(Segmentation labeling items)

--

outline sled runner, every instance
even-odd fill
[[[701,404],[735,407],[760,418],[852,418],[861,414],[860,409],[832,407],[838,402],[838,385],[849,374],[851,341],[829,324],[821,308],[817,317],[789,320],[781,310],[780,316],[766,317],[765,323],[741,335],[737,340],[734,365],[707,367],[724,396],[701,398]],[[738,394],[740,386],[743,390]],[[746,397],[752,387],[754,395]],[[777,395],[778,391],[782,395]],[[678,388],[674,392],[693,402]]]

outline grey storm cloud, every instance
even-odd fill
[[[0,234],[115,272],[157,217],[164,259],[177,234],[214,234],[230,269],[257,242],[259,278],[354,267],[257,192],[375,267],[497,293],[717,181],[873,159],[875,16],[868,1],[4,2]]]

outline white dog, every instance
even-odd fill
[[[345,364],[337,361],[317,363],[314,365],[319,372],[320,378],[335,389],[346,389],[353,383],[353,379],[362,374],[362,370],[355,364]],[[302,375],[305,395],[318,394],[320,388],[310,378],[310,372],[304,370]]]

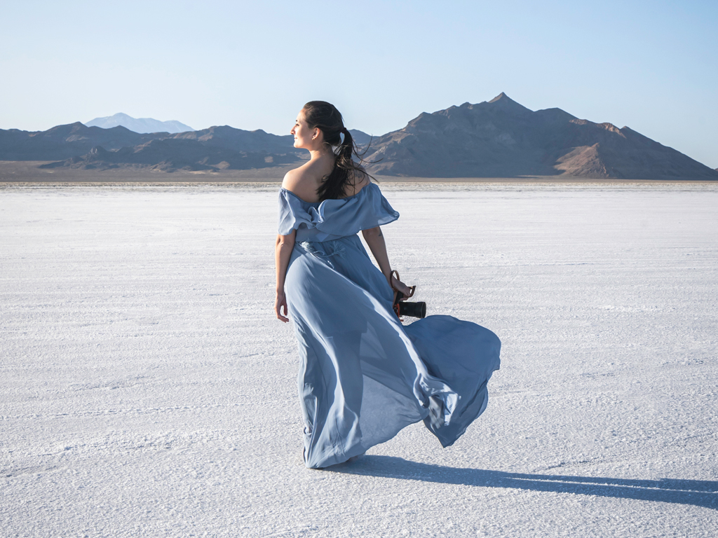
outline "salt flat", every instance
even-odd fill
[[[718,186],[383,189],[501,369],[454,446],[309,471],[276,185],[1,188],[2,535],[716,536]]]

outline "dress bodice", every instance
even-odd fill
[[[279,191],[279,234],[297,230],[297,242],[322,242],[355,235],[399,217],[378,186],[370,183],[354,196],[304,202],[291,191]]]

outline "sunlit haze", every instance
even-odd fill
[[[6,3],[0,128],[123,112],[284,134],[307,100],[379,135],[505,92],[718,166],[714,1]]]

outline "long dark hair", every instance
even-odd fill
[[[367,146],[359,153],[351,133],[344,126],[342,115],[337,108],[326,101],[309,101],[302,109],[304,113],[304,121],[310,129],[318,128],[324,134],[324,143],[330,148],[337,148],[334,151],[336,156],[334,169],[323,178],[322,184],[317,189],[320,200],[344,198],[346,187],[353,187],[357,182],[362,181],[365,176],[371,177],[361,166],[362,156],[366,154]],[[342,140],[341,135],[344,135]],[[352,159],[352,154],[356,155],[359,162]]]

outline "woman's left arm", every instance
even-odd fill
[[[278,319],[286,323],[289,318],[286,317],[286,296],[284,294],[284,280],[286,278],[286,268],[289,266],[289,258],[294,248],[294,238],[297,230],[292,230],[289,235],[276,236],[276,245],[274,246],[274,265],[276,268],[276,295],[274,298],[274,312]],[[284,309],[284,314],[282,314]]]
[[[381,228],[377,226],[376,228],[363,230],[361,234],[364,236],[366,244],[369,245],[371,253],[374,255],[374,259],[379,264],[379,269],[386,277],[386,281],[389,283],[389,285],[409,296],[411,293],[409,286],[391,275],[391,265],[389,265],[389,256],[386,253],[386,242],[384,241],[384,235],[381,232]]]

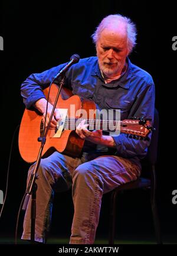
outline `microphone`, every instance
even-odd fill
[[[67,64],[63,68],[61,69],[59,72],[56,74],[56,76],[53,79],[53,82],[57,79],[60,76],[61,74],[63,74],[65,72],[67,71],[69,67],[71,67],[73,64],[77,63],[80,60],[80,56],[78,54],[73,54],[70,58],[70,61],[67,63]]]

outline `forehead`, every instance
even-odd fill
[[[104,28],[100,34],[98,43],[101,46],[124,47],[127,45],[127,36],[125,29]]]

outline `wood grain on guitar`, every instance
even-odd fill
[[[49,102],[51,104],[54,103],[57,90],[57,86],[53,84],[49,98]],[[48,88],[45,89],[44,92],[47,96]],[[73,122],[75,127],[76,122],[81,119],[82,116],[80,114],[81,109],[84,109],[89,116],[89,110],[96,110],[96,108],[94,102],[91,100],[81,101],[78,96],[71,95],[71,92],[68,89],[62,89],[57,105],[57,108],[63,109],[61,111],[62,120],[55,130],[49,129],[42,151],[42,157],[50,155],[56,150],[73,157],[79,156],[81,152],[84,140],[76,133],[73,129]],[[71,105],[74,106],[71,111]],[[97,123],[95,116],[93,119],[88,118],[86,121],[88,123],[92,122],[94,125]],[[115,121],[100,120],[100,129],[102,129],[105,122]],[[113,124],[120,129],[120,132],[133,135],[134,137],[136,136],[136,138],[146,138],[150,131],[150,123],[149,120],[126,119]],[[72,129],[70,129],[71,124]],[[37,159],[40,147],[38,138],[41,135],[42,126],[42,115],[33,111],[25,110],[19,128],[18,144],[20,154],[28,163],[33,163]]]

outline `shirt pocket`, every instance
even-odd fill
[[[78,95],[81,99],[91,99],[94,93],[93,88],[90,88],[89,85],[81,85],[79,83],[73,83],[73,93]]]
[[[131,103],[128,101],[122,101],[120,102],[114,101],[112,99],[106,99],[105,102],[110,109],[120,109],[120,120],[127,118],[129,110],[131,108]]]

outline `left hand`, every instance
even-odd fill
[[[81,121],[80,124],[77,127],[76,132],[82,139],[86,139],[93,143],[98,144],[100,142],[102,137],[102,131],[97,130],[91,132],[87,129],[88,124],[85,124],[86,120]]]

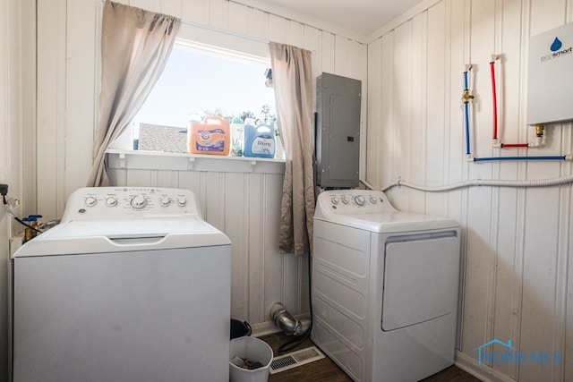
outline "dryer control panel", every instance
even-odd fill
[[[394,212],[386,194],[371,190],[332,190],[319,195],[315,217],[333,215],[363,215]]]
[[[195,196],[189,190],[154,187],[85,187],[70,195],[62,222],[177,216],[201,217]]]

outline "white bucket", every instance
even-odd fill
[[[241,368],[231,362],[235,357],[258,361],[262,367],[252,370]],[[230,382],[267,382],[272,361],[272,349],[267,343],[255,337],[238,337],[229,345]]]

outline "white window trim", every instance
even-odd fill
[[[107,166],[115,169],[258,174],[285,173],[284,159],[115,149],[109,149],[106,153],[107,154]]]

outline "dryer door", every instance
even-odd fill
[[[419,240],[410,236],[387,242],[385,250],[382,330],[456,313],[459,272],[457,235],[425,235]]]

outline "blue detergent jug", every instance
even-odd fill
[[[272,124],[254,126],[249,118],[244,122],[244,157],[275,157],[275,128]]]

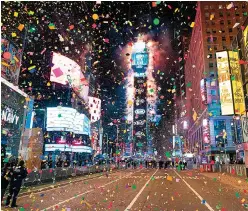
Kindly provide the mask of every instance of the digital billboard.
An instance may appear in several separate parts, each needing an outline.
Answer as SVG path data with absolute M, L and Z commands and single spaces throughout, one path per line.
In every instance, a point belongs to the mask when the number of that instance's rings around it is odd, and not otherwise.
M 63 85 L 68 83 L 75 86 L 79 85 L 82 73 L 80 66 L 76 62 L 66 56 L 53 52 L 52 65 L 50 81 Z
M 234 98 L 234 112 L 242 115 L 245 113 L 245 98 L 242 82 L 241 68 L 238 52 L 228 51 L 231 70 L 232 91 Z
M 1 39 L 1 76 L 18 85 L 22 51 L 7 39 Z
M 74 108 L 47 108 L 47 131 L 69 131 L 75 134 L 90 135 L 90 120 Z
M 53 52 L 50 81 L 69 84 L 81 99 L 88 101 L 89 83 L 81 67 L 72 59 Z
M 96 122 L 101 117 L 101 100 L 96 97 L 89 97 L 89 112 L 91 122 Z
M 222 115 L 234 114 L 230 69 L 227 51 L 216 52 Z
M 73 146 L 68 144 L 45 144 L 46 152 L 84 152 L 84 153 L 92 153 L 92 148 L 88 146 Z

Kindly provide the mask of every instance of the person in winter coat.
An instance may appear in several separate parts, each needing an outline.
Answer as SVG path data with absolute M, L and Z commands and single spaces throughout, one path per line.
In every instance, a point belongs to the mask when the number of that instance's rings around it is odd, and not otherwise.
M 27 169 L 24 167 L 24 161 L 21 160 L 17 167 L 13 168 L 13 172 L 11 175 L 10 186 L 9 186 L 9 194 L 6 200 L 6 206 L 9 206 L 10 200 L 13 196 L 11 207 L 17 207 L 16 200 L 18 193 L 22 186 L 23 179 L 26 178 L 28 172 Z

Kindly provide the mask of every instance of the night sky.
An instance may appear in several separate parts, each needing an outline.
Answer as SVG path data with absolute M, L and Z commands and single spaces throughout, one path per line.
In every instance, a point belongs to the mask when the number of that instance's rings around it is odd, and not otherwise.
M 36 108 L 51 102 L 67 104 L 67 87 L 53 90 L 49 83 L 51 52 L 80 65 L 89 52 L 92 73 L 99 84 L 95 95 L 102 99 L 106 125 L 125 115 L 127 69 L 122 65 L 121 50 L 135 42 L 138 34 L 148 35 L 159 42 L 164 58 L 154 67 L 154 74 L 161 87 L 158 113 L 169 118 L 172 106 L 167 105 L 172 96 L 168 89 L 173 87 L 171 78 L 177 77 L 180 50 L 174 34 L 179 29 L 191 32 L 195 7 L 196 2 L 2 2 L 2 36 L 24 50 L 19 86 L 37 99 Z M 99 18 L 94 20 L 93 14 Z M 154 24 L 156 18 L 158 25 Z M 25 26 L 22 31 L 20 24 Z M 35 69 L 29 71 L 33 65 Z M 163 75 L 156 74 L 157 70 Z

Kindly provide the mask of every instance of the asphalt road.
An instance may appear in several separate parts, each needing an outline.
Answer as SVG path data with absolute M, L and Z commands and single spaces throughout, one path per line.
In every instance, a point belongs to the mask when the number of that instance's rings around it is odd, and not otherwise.
M 19 210 L 242 211 L 248 190 L 175 169 L 127 169 L 20 195 Z M 2 208 L 2 210 L 18 210 Z

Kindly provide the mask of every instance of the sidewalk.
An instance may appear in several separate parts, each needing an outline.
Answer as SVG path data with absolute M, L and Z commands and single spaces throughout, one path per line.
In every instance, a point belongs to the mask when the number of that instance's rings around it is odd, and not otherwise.
M 248 192 L 248 178 L 233 176 L 227 173 L 220 172 L 198 172 L 202 176 L 220 181 L 227 185 L 231 185 L 237 189 L 246 190 Z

--

- TASK OBJECTIVE -
Reproduce the part of the items that opens with the line containing "Kindly provide the mask of every instance of the digital" and closes with the line containing "M 74 108 L 47", keeping every line. Shift each coordinate in the answers there by 142.

- RESPONSE TO THE TASK -
Kindly provide the mask of every instance of the digital billboard.
An instance may appear in several separate parts, each needing an outline.
Answer as SVG path data with absolute M, L and Z commands and single spaces throughout, one path per line.
In every instance, a point belongs to the mask when the number of that instance's rings around it is odd, and not otherwise.
M 205 227 L 210 225 L 217 228 L 221 227 L 224 215 L 222 208 L 218 204 L 208 198 L 195 194 L 194 207 L 192 223 Z
M 376 240 L 376 254 L 384 257 L 387 255 L 387 240 L 384 224 L 383 210 L 380 194 L 370 193 L 373 212 L 374 233 Z
M 143 181 L 143 218 L 160 227 L 164 193 L 149 181 Z
M 216 250 L 189 250 L 189 273 L 211 273 L 217 276 L 232 277 L 232 262 Z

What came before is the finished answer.